| ÉNONCÉ 1 |
Recopiez mot pour mot l'ensemble des entrées qui suivent l'extrait du texte, en laissant les images de côté.

| EXTRAIT DU TEXTE |

--------------------------------

Ce n'est pas sans appréhension que, pour me rendre au désir du Dr Papus, j'entreprends d'écrire ces pages, trop insuffisantes, à la mémoire de l'un de mes premiers maîtres et de mes plus chers amis. Loin de moi la prétention de vouloir juger l'oeuvre imposante du penseur, l'édifice parfaitement beau - quoique la mort soit venue en arrêter l'achèvement - élevé à la gloire de la Tradition occidentale; je ne suis rien que le plus petit des serviteurs d'une phalange d'esprits admirables, dont la Providence me propose journellement comme exemples la science et la sainteté: je ne sais donc rien qu'Elle ne m'ait appris par leur bouche, et, si ces pages peuvent aider les chercheurs sincères à mieux comprendre la pensée de Guaita, ce sera grâce aux fragments que j'ai pu retenir des leçons de ces apôtres parmi les premiers desquels il fut selon la science et selon l'ancienneté.

--------------------------------

| EXTRAITS DE DONNÉES |
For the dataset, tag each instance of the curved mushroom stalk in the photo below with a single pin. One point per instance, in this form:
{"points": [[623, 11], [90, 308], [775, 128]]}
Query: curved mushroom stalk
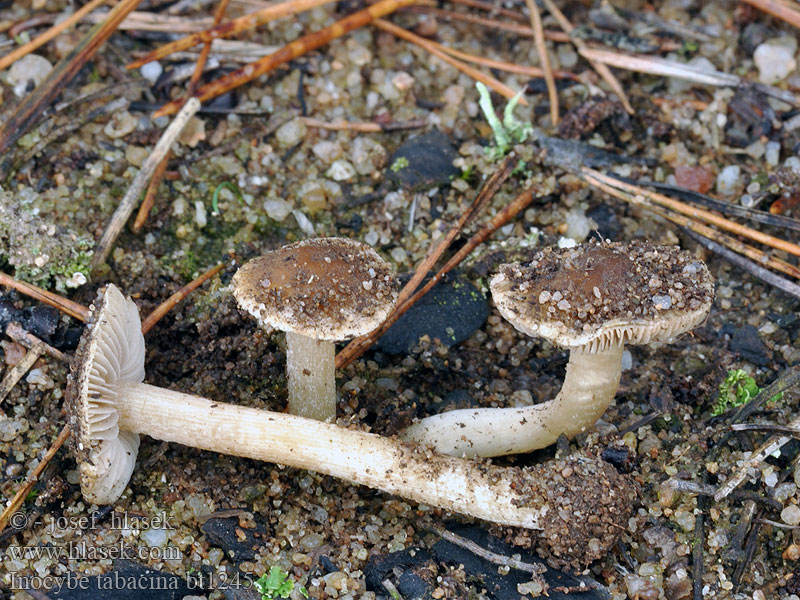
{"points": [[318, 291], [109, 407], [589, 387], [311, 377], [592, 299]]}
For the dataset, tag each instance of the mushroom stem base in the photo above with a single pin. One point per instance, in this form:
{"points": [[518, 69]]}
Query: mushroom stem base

--------------------------------

| ÉNONCÉ 2 |
Selon l'extrait du texte, à la demande de qui ces pages sont-elles écrites ?

| BONNE RÉPONSE 1 |
For the dataset, tag each instance of the curved mushroom stalk in the photo below with a single pin. One point per instance, in this form:
{"points": [[623, 11], [90, 308], [775, 128]]}
Query: curved mushroom stalk
{"points": [[318, 291], [109, 407], [589, 387], [311, 377], [592, 299]]}
For the dataset, tag each instance of the mushroom stem base in the photo above with a single pin. One point per instance, in this form:
{"points": [[518, 69]]}
Query: mushroom stem base

| BONNE RÉPONSE 2 |
À la demande du Dr Papus.